→ **Collected data entries**:
━━━━━━━━━━━━━━━━━━━━━━━━━━━━━━

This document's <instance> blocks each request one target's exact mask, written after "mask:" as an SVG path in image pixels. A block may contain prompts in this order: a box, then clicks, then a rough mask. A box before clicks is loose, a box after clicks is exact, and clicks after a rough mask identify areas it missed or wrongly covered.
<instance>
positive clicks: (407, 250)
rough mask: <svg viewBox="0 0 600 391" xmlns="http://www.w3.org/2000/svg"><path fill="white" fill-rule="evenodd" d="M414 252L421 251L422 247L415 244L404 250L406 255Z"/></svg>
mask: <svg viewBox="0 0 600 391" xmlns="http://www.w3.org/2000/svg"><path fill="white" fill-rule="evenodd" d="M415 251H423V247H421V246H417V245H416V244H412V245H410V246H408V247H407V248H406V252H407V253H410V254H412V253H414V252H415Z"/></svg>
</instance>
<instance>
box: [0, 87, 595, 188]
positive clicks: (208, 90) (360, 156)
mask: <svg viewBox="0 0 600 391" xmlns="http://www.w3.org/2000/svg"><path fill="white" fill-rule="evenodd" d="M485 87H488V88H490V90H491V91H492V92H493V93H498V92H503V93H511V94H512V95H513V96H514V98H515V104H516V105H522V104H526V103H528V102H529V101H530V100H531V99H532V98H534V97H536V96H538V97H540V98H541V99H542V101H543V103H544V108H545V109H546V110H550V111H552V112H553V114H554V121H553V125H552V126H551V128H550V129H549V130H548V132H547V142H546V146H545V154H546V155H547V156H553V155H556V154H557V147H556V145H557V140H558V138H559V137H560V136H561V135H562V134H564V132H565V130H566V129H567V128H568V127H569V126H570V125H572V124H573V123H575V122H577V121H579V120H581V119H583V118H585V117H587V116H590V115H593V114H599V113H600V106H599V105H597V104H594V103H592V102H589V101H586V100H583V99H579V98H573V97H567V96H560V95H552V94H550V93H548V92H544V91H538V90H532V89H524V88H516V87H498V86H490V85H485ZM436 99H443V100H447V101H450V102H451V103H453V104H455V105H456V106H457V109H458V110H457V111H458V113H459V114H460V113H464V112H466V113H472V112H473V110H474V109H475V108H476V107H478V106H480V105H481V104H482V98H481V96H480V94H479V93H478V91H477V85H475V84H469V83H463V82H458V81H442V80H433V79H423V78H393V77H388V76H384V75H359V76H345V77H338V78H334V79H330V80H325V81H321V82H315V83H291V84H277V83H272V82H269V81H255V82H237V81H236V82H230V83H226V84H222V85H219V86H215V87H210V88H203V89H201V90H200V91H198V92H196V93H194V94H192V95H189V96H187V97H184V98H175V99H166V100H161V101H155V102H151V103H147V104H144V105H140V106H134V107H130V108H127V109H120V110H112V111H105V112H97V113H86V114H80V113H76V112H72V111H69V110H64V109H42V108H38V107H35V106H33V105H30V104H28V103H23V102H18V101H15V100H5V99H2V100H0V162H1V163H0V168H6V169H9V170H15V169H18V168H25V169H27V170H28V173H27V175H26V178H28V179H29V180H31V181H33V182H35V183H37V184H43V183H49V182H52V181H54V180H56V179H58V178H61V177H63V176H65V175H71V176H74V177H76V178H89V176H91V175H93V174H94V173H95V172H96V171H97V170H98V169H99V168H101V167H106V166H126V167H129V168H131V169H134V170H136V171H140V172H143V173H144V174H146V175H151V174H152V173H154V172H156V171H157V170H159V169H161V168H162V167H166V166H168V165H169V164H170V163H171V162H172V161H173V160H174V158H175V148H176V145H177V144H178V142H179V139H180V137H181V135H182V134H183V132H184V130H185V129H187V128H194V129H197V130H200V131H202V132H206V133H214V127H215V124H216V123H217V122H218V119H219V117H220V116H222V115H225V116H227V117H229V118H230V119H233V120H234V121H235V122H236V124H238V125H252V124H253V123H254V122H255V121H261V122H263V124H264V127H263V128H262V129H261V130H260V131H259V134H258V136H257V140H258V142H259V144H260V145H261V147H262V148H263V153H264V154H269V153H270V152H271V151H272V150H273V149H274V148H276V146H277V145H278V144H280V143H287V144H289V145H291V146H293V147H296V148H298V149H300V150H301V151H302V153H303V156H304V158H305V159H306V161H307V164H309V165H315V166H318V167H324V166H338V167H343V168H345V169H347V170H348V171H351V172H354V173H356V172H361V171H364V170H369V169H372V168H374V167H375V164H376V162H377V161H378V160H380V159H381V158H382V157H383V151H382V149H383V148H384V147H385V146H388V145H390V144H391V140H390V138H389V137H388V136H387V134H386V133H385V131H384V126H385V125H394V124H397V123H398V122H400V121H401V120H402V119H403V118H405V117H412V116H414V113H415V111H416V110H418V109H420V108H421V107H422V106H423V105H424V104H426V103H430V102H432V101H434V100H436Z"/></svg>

━━━━━━━━━━━━━━━━━━━━━━━━━━━━━━

→ **Problem to solve**:
Go through the records line by line and give the number of lines with the string "instance" in them, stating nothing else.

→ **Your solution**:
4